THE PROBLEM: Starting at the line that holds "Identify the dark", set down each line through the end of the listing, exactly as written and with nothing added.

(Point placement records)
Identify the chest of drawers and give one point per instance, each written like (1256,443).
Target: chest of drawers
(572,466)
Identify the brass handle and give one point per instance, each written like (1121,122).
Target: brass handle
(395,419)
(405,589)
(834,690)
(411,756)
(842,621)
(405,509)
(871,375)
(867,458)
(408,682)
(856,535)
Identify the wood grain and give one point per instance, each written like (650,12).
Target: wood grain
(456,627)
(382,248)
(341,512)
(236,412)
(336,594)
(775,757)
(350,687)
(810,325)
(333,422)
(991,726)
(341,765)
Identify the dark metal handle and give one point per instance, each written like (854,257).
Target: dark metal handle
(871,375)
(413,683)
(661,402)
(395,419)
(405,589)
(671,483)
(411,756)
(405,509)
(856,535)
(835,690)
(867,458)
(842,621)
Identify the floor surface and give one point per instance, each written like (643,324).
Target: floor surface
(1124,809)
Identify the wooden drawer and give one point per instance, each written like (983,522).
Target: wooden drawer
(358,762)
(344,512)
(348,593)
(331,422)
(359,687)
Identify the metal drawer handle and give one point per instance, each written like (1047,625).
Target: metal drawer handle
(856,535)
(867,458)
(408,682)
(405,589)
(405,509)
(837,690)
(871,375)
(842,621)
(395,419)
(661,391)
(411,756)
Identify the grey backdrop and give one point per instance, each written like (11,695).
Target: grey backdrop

EXERCISE RESULT:
Identify the dark metal handle and give one point per instance, each written like (854,257).
Target: dark metal handle
(871,375)
(413,683)
(661,402)
(395,419)
(405,589)
(671,483)
(411,756)
(405,509)
(856,535)
(835,690)
(867,458)
(842,621)
Identify the floor surface and give one point per instance, each written like (643,324).
Target: floor surface
(1124,809)
Identify the wooden drawer and give one point per instance, each written like (983,522).
Target: wooden drawer
(358,762)
(344,512)
(348,593)
(331,422)
(359,687)
Identify the metal drawer handle and give one point per instance, each written like (1047,625).
Target: metal drawer handle
(856,535)
(867,458)
(408,682)
(405,589)
(405,509)
(837,690)
(871,375)
(842,621)
(395,419)
(661,391)
(411,756)
Identify the grey backdrop and give one point per instance, each written like (11,695).
Target: grey backdrop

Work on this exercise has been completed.